Work to be completed:
Answer these questions from the document passage below.
(a) How deep was the ash that covered Rabaul in 1994?
(b) How often does mail arrive, and from where?
(c) What is the shelf life of raw breadfruit?

The Carteret Islands are about 45 miles east, and slightly south of Green Island, coral atolls. Tulun Island, also known as Kilinailau Atoll, is a reef island. The south side is covered with trees. Jangaini, Yecola, Yava and Puli are part of the atoll group in the central lagoon. The lagoon is about 30 km from north to south. The islands are so small, they don’t appear on most maps. During the past 10 years, they have been subject to ocean flooding during typhoons, ruining the vegetable crops. In October 1999, there being no food, except fish, most of the islanders were to be relocated to Bougainville. [As of May 12, 2003, 2,000 islanders remain isolated there as the PNG government provides no services or assistance to the North Solomon Islands. Coconut shoots are the only remaining vegetation; all the coconuts have been eaten.. There is no transportation to or from Bougainville.]
September 18-20, 1994 Rabaul (pop. about 30,000) was destroyed by three days of volcanic eruptions, earthquakes, and explosions, covering the city in three meter deep layers of ash. The weight of the ash after rains, collapsed all the building roofs. The government inaction leaves it essentially abandoned. Feni Island, north of the Green Islands, is the site of a large mining operation for precious metals.
The News Corp. chain publishes the Port Moresby PNG Post Courier daily paper, and three regional weekly supplemental editions. Main stories and photos can be seen online. Common themes are crime, corruption, endemic poverty, mayhem and prostitution. The Independent is a local rival paper. And there is one published in a local dialect. The population of Port Moresby is about 250,000.
Communication with the outside world can be done via satellite phone (expensive), as well as via short-wave radio. Mail comes by plane from Buka about once a month.
Prof. Spriggs says communication by Garamut drum still works. A common 1990’s Nissan Island morning message by a Big Man is, “We’ve got lots of juicy breadfruit, suckers.” Breadfruit trees used for the drums are three to four feet in diameter, grow about 60 feet tall and have a canopy of about 60 feet. The leaves are one to three feet tall. Red hot stones are placed in the end of the drum under construction to soften up the wood before hollowing it out with a knife or chisel. The 10 pound round, bumpy-skinned breadfruits are pealed, then cooked like a potato. They are harvested somewhat green. When fully-ripe, they are too sweet and become mushy. They are a staple food, like the taro. Seedless varieties are cultivated in Jamaica, South America and Central Africa. Export breadfruits are often canned as the raw product shelf-life is only seven days.
Josh Mcdade, AU Army medic, reported from a September 1999 visit to the Island, that there is a somewhat damaged Japanese light tank hulk a bit off the main road, a reminder of the Feb 1944 takeover battle. Samuel Frankel from Ron 23 reported his visit to the island in 1995, a big pile of 500 bombs there. The islanders don’t use cash money at all. They are very friendly and kind.
The Australian Government is developing a financial program for the Bougainville Territory, there being essentially no financial institutions in the region. There is an outline for the “Nissan Island Microfinance Structure” to create a local savings and loan project in 2002. This would be a new concept for the islanders, and village committees are being formed to develop it. The “Nehan Finance Cooperative” and individual Village Savings Clubs.

Saved entries:
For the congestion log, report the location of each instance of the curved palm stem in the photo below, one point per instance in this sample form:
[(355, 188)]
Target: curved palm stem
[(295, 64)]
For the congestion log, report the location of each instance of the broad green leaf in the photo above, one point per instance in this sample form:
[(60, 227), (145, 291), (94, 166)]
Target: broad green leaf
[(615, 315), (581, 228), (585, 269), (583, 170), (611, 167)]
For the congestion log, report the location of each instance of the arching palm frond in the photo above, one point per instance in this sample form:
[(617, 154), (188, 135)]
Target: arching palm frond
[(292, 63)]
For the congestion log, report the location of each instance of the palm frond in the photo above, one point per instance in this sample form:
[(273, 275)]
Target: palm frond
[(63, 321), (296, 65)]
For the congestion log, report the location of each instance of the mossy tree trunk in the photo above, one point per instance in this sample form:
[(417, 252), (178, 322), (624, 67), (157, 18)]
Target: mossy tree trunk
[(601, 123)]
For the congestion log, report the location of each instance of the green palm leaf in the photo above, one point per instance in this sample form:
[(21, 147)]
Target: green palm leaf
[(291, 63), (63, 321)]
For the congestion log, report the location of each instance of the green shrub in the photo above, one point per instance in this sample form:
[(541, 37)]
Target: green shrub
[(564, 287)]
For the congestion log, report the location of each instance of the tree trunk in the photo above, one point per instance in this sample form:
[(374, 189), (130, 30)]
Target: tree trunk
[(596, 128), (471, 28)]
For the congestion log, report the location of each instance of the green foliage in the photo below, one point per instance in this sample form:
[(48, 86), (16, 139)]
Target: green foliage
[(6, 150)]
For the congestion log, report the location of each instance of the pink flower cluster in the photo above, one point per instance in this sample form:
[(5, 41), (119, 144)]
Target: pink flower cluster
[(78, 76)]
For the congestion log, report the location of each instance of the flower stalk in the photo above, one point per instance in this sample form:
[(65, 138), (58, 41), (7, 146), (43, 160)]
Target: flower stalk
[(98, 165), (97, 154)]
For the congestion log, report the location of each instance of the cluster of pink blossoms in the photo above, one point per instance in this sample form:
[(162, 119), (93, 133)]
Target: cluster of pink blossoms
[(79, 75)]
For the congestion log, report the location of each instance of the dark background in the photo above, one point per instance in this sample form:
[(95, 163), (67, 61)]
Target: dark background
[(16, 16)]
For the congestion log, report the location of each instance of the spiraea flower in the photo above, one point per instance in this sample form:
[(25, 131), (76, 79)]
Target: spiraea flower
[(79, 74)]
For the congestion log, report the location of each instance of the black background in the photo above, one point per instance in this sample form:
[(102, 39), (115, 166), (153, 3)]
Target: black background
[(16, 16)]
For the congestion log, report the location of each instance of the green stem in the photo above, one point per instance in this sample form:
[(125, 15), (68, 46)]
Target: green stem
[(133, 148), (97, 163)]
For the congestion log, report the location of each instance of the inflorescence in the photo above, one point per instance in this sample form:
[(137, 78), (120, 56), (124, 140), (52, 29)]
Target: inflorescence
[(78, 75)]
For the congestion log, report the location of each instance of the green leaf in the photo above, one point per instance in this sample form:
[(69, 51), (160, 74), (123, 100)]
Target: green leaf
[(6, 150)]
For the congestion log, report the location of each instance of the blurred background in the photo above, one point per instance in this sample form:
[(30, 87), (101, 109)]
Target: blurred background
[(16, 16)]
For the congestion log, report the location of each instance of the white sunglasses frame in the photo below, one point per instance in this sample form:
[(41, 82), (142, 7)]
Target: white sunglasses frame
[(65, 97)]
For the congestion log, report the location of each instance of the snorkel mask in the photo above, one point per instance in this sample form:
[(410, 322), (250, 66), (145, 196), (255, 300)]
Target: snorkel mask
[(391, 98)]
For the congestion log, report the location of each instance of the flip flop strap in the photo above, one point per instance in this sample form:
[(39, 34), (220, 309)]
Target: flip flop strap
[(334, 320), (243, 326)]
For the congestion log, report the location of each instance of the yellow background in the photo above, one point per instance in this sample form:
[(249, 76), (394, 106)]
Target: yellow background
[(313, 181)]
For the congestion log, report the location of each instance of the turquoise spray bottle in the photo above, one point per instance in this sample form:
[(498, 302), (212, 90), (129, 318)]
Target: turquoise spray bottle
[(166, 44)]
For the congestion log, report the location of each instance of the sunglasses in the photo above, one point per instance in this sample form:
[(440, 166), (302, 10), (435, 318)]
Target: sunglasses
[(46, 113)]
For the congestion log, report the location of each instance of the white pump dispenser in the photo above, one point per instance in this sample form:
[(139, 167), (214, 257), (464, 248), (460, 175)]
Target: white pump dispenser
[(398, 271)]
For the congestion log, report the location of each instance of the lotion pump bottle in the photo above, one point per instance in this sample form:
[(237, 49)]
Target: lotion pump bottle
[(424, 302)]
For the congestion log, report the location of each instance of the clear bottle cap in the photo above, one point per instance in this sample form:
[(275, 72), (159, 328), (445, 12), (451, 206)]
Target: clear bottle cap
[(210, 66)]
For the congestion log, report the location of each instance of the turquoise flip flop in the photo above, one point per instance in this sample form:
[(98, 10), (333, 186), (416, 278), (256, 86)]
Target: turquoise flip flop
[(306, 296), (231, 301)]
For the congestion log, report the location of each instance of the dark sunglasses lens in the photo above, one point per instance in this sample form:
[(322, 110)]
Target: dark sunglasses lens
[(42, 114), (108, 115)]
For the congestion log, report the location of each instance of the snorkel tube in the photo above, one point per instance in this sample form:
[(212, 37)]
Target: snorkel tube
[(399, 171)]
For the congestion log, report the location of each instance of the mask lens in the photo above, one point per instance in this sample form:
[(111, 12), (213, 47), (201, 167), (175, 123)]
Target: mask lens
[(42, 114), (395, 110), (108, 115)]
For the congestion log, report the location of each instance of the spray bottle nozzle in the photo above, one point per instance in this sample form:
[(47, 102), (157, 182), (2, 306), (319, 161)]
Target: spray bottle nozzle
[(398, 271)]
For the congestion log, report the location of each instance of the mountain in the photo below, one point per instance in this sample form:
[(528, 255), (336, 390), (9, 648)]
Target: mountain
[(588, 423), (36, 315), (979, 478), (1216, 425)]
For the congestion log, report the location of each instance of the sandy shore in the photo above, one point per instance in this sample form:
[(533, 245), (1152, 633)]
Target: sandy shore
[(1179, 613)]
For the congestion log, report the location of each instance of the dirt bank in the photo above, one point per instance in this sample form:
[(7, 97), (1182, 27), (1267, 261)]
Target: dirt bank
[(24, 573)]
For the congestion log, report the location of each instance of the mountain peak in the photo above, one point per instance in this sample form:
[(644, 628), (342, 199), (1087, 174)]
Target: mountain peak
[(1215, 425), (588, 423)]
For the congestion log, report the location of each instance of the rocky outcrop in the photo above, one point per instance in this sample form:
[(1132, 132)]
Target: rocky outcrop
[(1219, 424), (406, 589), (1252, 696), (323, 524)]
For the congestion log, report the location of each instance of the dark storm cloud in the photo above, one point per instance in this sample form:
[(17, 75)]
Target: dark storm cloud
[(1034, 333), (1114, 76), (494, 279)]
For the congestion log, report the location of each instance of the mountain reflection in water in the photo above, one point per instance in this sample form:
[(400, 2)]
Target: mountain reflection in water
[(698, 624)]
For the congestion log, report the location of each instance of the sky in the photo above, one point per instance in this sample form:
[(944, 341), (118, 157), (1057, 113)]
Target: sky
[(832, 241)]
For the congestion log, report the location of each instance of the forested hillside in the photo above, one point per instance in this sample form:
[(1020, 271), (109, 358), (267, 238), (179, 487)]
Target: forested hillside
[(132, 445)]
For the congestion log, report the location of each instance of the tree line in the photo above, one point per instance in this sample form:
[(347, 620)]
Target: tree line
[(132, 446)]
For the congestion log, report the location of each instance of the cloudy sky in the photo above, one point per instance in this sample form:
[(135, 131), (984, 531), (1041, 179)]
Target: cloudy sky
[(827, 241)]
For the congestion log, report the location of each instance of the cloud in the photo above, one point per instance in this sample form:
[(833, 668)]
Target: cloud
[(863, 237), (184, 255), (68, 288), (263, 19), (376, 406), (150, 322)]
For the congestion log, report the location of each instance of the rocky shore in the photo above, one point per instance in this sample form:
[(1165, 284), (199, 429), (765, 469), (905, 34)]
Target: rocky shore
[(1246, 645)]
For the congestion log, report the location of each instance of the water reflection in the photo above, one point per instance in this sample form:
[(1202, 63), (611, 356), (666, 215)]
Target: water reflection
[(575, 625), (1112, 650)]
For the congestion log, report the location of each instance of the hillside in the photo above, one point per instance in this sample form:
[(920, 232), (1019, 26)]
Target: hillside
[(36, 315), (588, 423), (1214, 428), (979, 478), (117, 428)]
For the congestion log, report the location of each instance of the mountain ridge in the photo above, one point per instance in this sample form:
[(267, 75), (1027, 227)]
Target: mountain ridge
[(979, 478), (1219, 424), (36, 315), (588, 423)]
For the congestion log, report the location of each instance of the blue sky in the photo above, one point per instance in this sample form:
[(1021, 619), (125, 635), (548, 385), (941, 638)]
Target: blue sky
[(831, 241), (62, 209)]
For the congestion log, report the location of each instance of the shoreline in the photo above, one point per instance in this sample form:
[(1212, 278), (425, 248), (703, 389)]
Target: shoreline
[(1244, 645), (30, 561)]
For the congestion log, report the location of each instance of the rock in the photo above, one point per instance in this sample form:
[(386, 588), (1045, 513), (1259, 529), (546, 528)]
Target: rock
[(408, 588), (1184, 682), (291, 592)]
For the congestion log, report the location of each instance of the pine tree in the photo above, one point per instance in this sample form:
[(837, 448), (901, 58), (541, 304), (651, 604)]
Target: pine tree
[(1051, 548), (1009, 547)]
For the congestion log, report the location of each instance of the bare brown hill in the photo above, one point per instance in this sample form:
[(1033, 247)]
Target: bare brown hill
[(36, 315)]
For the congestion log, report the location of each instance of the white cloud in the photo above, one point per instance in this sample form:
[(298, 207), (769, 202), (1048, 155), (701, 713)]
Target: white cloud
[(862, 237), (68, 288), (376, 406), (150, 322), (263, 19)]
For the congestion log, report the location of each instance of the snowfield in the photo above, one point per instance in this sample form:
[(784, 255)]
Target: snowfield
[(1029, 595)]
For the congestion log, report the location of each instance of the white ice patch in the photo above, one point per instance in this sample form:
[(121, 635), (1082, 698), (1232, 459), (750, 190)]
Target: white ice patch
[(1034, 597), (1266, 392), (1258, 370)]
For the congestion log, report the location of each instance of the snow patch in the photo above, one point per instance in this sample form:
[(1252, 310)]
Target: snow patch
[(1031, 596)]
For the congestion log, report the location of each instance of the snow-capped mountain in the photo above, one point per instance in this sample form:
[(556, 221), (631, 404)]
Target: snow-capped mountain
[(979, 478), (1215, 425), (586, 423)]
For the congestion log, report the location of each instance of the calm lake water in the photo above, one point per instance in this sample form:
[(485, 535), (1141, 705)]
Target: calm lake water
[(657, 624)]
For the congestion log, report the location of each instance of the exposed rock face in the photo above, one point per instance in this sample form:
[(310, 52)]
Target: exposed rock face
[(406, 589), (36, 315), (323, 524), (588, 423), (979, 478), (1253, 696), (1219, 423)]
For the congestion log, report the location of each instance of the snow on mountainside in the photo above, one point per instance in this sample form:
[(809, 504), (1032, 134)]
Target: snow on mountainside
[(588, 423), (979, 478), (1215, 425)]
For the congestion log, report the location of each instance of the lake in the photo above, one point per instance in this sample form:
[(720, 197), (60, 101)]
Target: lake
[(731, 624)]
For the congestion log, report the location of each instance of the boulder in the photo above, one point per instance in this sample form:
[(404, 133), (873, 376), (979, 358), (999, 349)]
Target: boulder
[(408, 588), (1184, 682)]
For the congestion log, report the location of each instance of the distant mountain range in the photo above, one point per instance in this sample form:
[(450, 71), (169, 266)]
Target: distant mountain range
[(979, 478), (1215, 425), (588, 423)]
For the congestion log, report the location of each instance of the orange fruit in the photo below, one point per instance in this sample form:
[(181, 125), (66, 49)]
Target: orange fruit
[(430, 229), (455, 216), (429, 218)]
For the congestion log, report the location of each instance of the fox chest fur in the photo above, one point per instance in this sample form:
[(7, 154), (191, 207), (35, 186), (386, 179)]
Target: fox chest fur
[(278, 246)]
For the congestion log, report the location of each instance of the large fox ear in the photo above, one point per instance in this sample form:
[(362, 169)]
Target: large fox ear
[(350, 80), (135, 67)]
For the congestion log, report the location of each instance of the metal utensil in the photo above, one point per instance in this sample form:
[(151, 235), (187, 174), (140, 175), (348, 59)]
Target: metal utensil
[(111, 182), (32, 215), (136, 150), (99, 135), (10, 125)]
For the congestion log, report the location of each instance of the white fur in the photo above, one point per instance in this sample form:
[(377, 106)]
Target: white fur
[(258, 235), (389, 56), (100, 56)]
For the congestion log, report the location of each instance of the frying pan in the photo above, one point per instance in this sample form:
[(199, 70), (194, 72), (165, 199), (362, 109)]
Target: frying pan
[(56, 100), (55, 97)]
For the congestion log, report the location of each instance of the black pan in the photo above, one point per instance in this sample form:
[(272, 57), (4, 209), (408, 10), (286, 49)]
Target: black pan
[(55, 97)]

Response below:
(a) Three meters deep.
(b) About once a month, by plane from Buka.
(c) Only seven days.